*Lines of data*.
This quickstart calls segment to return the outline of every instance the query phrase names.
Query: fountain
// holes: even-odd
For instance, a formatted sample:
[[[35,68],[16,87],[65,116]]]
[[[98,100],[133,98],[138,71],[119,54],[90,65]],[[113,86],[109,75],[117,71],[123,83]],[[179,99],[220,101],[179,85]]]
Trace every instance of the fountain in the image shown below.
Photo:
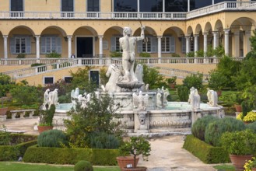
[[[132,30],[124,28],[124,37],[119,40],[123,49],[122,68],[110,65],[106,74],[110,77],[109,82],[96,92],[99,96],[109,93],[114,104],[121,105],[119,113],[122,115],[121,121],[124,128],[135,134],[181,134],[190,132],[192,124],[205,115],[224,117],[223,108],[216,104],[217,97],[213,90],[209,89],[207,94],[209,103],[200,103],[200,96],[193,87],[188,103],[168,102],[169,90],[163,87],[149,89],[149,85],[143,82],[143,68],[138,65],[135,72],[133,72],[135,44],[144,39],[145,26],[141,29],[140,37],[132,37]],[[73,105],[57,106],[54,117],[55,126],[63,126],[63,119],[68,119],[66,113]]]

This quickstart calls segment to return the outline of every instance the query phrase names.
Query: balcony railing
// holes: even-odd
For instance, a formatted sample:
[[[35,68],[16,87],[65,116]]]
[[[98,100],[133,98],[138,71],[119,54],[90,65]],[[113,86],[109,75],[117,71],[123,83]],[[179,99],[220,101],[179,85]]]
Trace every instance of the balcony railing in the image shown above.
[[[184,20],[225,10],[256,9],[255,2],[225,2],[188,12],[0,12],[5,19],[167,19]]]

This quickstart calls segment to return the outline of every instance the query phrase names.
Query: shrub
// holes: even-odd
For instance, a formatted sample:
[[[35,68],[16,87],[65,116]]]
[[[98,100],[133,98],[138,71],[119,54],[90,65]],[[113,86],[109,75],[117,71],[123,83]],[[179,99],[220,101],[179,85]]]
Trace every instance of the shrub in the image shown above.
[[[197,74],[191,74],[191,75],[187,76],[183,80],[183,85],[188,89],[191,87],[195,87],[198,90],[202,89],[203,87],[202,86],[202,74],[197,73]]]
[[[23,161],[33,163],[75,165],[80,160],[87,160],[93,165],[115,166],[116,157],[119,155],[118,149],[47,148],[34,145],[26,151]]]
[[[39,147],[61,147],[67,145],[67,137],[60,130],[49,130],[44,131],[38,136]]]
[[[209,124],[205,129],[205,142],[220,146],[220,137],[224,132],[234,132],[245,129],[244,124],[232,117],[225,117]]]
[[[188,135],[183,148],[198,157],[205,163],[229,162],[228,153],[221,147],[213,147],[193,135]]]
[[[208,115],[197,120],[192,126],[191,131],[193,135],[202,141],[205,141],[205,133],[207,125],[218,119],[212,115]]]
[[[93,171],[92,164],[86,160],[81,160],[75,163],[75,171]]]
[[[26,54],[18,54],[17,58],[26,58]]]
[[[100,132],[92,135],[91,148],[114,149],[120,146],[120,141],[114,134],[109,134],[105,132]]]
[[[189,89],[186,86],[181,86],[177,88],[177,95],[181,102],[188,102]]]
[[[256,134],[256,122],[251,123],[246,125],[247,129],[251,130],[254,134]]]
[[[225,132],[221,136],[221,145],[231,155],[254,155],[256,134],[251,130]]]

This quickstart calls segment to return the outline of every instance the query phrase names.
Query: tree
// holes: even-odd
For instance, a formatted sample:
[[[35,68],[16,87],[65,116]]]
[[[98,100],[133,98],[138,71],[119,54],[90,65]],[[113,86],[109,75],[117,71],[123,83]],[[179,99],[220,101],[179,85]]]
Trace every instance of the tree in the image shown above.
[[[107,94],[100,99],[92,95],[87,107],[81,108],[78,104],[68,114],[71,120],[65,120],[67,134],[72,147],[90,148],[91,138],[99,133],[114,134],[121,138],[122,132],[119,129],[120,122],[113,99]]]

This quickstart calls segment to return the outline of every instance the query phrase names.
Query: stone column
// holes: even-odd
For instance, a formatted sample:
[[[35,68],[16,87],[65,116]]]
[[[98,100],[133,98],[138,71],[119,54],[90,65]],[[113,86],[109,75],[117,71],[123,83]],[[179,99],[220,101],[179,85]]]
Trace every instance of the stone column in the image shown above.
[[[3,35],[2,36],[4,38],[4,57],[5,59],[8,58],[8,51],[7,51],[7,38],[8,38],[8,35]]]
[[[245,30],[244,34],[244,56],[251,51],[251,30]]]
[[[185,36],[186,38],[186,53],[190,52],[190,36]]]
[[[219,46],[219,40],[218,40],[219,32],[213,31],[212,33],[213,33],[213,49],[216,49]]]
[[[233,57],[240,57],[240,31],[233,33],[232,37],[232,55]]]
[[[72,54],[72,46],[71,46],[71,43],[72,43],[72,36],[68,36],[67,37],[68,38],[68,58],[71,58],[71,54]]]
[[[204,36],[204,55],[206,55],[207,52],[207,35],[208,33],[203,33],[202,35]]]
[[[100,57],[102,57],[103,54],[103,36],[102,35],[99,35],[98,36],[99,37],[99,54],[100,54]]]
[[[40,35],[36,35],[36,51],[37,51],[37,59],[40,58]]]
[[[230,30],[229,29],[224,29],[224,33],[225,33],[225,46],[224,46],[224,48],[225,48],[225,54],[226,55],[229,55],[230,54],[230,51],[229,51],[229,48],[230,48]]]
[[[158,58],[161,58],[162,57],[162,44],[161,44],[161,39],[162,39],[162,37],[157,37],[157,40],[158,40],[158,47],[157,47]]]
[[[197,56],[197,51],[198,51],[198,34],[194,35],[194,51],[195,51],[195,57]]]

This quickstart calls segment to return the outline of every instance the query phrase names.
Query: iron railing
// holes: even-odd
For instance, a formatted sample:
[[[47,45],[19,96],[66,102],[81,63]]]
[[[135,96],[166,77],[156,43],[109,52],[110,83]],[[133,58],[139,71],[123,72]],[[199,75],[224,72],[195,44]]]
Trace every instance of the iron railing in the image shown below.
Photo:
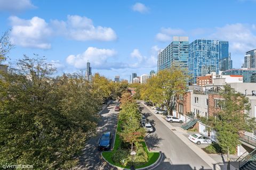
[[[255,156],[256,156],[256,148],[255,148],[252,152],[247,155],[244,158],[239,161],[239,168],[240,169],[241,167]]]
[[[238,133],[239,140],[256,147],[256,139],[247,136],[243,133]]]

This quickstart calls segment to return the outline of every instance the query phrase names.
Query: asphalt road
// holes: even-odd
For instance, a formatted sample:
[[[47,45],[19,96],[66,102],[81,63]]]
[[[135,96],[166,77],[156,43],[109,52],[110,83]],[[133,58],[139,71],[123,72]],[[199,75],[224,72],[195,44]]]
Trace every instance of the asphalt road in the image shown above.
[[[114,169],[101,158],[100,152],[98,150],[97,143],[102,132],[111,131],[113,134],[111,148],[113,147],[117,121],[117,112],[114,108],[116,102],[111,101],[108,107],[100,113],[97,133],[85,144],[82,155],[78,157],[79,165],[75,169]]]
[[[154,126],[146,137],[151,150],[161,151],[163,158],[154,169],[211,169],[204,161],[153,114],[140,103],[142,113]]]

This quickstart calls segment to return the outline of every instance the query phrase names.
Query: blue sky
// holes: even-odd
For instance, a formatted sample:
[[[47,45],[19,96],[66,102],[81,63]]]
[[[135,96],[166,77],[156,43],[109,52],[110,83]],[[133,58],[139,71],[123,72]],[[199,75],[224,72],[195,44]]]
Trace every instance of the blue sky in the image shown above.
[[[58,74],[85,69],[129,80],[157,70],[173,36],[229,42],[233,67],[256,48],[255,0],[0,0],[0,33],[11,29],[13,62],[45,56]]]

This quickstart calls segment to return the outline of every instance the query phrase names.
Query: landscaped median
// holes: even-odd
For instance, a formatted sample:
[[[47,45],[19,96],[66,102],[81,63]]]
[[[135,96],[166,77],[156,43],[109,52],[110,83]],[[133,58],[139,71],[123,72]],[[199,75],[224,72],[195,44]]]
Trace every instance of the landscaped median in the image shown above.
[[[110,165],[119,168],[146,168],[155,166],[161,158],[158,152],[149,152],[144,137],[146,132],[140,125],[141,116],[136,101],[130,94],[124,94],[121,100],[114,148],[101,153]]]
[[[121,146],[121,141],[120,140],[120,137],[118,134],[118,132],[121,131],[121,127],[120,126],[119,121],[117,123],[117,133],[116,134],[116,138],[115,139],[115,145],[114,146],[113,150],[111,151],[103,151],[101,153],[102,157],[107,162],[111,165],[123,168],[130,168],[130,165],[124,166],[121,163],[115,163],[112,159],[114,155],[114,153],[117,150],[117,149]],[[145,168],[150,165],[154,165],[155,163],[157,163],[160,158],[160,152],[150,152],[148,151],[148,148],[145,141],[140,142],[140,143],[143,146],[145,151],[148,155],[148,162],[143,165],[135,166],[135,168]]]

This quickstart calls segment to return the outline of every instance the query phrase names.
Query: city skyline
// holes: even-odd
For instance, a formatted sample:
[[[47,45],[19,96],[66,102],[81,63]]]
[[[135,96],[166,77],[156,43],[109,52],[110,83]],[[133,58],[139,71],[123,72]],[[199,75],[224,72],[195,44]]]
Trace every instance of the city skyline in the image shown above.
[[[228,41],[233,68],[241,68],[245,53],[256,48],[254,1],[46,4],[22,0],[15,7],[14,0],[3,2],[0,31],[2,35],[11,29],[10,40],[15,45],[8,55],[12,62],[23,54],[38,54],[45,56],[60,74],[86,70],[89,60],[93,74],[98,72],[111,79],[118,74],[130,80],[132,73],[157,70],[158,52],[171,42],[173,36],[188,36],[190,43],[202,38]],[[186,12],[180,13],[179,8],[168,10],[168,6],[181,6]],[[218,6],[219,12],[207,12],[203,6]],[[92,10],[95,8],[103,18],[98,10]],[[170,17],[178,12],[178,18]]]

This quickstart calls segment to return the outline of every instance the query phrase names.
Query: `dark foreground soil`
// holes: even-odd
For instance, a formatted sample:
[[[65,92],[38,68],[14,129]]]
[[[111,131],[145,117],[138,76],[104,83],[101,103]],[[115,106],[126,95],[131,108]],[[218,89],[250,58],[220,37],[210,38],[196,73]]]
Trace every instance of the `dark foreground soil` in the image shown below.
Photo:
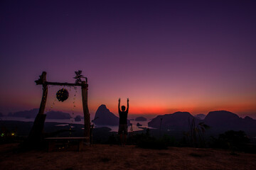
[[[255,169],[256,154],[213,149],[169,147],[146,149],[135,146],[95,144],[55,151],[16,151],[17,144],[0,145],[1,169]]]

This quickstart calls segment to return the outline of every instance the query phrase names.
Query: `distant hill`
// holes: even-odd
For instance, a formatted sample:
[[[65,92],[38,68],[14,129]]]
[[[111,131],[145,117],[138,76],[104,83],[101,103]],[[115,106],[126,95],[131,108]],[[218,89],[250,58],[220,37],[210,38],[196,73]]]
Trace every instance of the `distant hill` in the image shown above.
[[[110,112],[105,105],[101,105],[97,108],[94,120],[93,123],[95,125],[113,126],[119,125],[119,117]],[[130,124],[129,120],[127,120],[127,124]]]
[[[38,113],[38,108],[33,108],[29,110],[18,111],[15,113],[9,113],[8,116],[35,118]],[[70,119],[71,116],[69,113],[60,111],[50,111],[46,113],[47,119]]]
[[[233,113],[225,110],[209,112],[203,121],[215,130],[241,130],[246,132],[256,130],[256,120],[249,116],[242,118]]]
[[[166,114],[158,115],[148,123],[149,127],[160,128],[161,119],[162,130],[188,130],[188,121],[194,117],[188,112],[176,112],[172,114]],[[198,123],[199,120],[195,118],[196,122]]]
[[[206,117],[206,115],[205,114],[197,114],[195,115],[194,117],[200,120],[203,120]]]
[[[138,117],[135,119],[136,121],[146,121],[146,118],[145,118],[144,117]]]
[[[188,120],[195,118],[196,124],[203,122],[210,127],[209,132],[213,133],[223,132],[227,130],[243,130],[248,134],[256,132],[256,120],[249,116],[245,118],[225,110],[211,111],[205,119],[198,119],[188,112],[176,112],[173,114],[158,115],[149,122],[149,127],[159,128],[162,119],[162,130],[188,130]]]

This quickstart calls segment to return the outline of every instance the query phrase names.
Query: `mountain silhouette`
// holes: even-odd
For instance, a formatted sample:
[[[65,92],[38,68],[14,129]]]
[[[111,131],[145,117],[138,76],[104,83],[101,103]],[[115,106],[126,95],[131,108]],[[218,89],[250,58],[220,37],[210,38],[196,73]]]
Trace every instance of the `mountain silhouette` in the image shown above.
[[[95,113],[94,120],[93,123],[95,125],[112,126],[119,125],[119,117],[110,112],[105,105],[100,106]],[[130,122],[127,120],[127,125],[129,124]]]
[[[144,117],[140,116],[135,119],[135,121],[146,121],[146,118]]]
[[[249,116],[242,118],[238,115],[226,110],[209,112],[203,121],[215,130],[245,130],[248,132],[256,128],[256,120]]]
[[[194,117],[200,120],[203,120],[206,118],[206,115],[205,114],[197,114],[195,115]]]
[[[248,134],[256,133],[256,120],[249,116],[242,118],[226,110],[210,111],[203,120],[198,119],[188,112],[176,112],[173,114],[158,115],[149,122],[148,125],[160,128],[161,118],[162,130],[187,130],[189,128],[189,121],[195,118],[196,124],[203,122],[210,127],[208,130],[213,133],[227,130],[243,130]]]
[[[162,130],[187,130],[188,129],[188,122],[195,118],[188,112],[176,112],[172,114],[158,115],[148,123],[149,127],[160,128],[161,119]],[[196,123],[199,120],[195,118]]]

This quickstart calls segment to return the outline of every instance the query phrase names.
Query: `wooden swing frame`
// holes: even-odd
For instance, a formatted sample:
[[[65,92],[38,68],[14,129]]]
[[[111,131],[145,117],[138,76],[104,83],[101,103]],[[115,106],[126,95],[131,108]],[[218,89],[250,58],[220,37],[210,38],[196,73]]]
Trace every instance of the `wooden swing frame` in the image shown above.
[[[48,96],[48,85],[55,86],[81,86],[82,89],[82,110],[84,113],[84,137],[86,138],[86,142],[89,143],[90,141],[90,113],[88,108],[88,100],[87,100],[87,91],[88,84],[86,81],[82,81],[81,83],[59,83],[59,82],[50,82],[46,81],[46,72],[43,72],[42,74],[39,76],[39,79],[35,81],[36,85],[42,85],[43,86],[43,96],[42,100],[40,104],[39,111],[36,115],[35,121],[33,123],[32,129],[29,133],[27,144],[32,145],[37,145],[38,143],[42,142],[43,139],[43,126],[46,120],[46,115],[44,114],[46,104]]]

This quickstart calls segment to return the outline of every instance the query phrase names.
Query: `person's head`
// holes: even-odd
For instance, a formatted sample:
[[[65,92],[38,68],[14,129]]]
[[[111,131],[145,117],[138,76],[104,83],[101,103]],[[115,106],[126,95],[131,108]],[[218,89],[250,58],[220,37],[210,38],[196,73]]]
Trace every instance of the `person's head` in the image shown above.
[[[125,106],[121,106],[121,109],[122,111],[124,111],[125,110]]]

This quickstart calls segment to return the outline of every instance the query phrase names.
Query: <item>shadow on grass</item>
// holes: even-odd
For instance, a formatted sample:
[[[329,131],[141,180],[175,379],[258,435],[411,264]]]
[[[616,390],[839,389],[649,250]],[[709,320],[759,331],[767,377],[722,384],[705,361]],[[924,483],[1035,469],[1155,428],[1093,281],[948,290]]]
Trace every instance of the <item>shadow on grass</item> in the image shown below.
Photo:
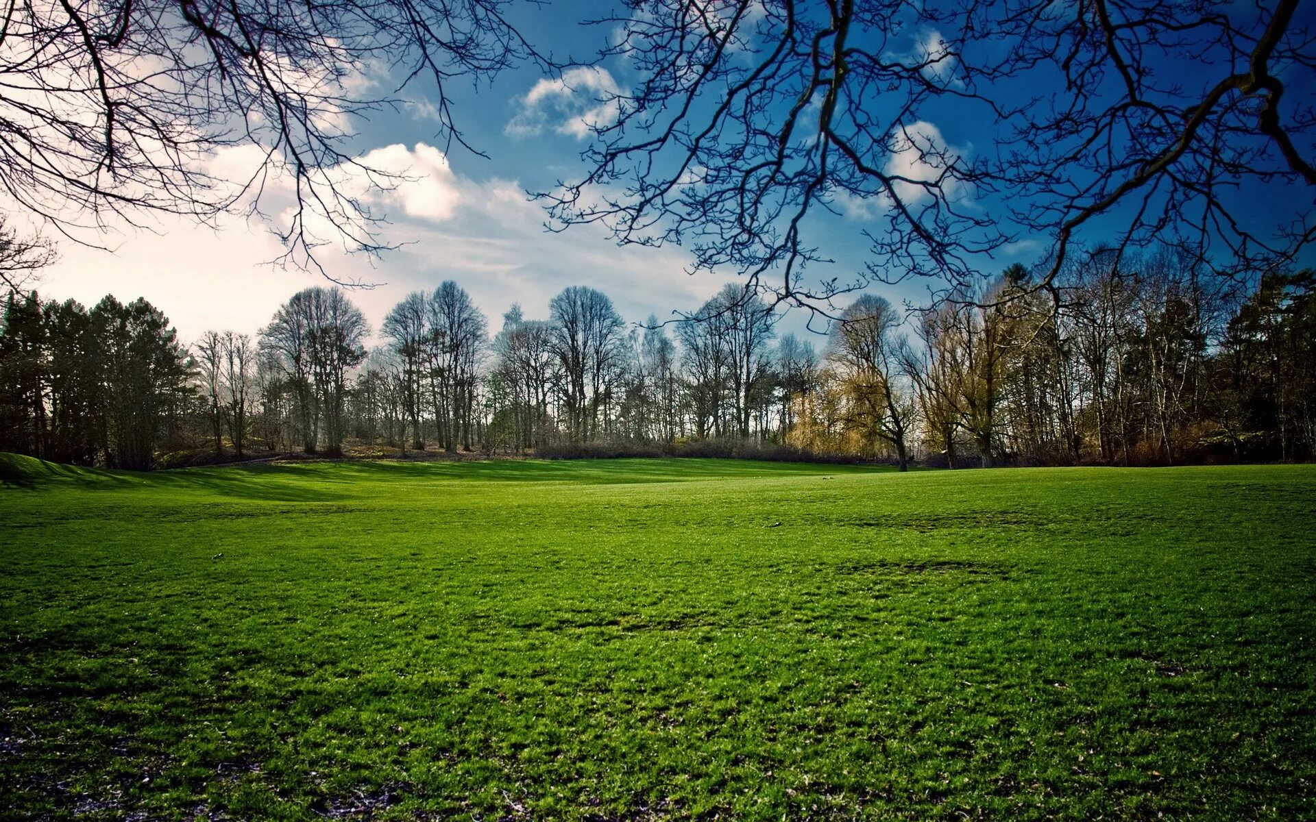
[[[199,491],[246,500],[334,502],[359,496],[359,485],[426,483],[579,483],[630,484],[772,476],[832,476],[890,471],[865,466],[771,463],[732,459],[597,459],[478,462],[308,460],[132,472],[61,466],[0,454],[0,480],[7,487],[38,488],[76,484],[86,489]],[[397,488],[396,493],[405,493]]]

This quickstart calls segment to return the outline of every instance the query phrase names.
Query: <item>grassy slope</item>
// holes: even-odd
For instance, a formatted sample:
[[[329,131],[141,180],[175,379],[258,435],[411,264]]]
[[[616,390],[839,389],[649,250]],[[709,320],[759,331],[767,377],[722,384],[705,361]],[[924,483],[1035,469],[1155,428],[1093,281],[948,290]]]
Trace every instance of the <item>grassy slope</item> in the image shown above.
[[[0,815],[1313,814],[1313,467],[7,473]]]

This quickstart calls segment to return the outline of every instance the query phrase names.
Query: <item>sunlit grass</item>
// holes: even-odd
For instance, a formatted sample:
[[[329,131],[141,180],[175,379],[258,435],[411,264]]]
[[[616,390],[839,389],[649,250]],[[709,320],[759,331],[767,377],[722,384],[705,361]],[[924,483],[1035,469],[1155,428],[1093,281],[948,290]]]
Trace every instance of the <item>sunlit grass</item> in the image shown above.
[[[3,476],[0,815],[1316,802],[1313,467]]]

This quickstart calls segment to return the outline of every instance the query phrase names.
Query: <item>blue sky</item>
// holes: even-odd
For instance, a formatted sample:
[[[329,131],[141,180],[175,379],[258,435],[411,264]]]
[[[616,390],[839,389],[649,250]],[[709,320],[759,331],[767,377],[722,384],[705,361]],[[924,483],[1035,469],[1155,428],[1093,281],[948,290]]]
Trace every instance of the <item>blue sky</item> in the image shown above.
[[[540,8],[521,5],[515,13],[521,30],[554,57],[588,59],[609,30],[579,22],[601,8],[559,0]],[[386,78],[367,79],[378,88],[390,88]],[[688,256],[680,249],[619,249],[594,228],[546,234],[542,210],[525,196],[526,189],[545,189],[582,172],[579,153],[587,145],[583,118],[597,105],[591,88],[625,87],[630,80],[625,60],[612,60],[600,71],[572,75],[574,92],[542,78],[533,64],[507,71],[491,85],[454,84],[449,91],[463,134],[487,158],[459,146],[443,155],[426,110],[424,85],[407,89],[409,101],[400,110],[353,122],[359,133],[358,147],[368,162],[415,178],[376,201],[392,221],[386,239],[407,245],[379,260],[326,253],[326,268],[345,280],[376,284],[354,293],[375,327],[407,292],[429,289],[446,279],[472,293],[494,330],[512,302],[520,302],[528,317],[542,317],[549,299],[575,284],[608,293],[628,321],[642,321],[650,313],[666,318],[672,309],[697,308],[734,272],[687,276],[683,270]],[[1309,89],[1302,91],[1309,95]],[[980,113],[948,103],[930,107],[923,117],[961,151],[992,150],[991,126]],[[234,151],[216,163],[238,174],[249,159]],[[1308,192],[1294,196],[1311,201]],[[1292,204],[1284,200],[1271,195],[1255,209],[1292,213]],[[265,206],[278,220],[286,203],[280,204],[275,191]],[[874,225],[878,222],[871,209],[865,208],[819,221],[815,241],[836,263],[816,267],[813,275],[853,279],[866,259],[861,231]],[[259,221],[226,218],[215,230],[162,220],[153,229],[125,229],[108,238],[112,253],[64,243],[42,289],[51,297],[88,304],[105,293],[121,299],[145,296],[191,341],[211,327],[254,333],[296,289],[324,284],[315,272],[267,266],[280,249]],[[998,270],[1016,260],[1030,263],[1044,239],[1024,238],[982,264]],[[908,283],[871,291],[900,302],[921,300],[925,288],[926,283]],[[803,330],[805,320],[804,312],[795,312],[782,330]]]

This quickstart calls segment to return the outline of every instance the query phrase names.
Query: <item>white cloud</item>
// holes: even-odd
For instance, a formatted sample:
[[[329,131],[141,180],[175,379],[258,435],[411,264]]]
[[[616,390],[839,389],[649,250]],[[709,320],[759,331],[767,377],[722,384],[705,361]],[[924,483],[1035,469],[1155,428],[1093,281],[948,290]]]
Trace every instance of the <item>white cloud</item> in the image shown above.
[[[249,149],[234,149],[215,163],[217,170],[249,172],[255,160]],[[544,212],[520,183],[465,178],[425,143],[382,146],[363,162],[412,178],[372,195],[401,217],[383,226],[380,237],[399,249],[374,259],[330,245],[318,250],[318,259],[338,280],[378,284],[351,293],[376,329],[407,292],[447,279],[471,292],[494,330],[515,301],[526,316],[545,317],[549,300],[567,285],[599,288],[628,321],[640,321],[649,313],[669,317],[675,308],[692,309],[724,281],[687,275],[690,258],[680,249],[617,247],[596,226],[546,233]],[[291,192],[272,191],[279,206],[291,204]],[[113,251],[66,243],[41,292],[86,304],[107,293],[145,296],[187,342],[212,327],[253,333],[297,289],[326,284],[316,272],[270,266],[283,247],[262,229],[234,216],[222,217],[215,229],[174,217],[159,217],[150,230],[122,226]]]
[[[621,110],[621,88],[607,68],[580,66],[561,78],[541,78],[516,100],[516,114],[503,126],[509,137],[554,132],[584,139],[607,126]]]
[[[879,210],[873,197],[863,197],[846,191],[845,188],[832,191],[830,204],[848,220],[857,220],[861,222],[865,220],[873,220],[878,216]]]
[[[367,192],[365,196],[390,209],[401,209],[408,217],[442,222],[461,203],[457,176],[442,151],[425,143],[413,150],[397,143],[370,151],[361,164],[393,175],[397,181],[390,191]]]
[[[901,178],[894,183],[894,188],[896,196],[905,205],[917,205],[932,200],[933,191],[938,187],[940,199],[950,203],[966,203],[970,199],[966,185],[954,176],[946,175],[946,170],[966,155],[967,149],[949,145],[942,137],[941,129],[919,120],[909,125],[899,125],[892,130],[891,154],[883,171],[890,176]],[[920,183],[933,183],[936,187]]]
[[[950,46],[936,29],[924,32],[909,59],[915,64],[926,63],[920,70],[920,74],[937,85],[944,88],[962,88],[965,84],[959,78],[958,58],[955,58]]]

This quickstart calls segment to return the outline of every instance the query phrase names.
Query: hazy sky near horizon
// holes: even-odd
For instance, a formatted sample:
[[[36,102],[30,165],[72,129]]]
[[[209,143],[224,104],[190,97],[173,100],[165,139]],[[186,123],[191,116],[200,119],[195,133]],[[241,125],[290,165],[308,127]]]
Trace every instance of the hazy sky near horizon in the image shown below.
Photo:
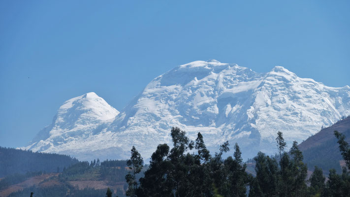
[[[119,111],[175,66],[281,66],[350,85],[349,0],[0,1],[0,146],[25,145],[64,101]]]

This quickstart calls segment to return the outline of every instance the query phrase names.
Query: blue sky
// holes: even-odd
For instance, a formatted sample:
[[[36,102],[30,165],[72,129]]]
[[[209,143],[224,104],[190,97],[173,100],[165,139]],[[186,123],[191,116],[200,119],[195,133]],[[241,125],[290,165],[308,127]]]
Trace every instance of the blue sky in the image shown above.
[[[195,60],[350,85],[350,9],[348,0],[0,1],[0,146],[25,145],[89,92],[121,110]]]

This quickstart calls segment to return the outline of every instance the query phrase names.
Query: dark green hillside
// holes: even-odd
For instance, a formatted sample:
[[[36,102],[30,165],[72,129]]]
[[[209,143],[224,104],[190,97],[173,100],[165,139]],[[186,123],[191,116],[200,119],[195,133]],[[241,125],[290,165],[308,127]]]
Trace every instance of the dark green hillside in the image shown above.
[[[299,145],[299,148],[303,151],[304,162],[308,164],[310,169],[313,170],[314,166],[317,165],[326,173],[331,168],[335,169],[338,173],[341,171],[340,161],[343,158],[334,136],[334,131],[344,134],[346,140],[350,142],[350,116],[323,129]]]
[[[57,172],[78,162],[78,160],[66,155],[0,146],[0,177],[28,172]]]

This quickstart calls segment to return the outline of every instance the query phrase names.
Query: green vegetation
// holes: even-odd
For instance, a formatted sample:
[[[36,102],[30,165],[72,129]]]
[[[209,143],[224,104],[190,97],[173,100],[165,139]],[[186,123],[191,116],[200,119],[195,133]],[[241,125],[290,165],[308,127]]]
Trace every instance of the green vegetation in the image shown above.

*What the exercise asks*. Report every line of the records that contains the word "swing", copying each one in full.

*Final answer*.
Query: `wooden swing frame`
Trace every instance of the `wooden swing frame` in the image shown above.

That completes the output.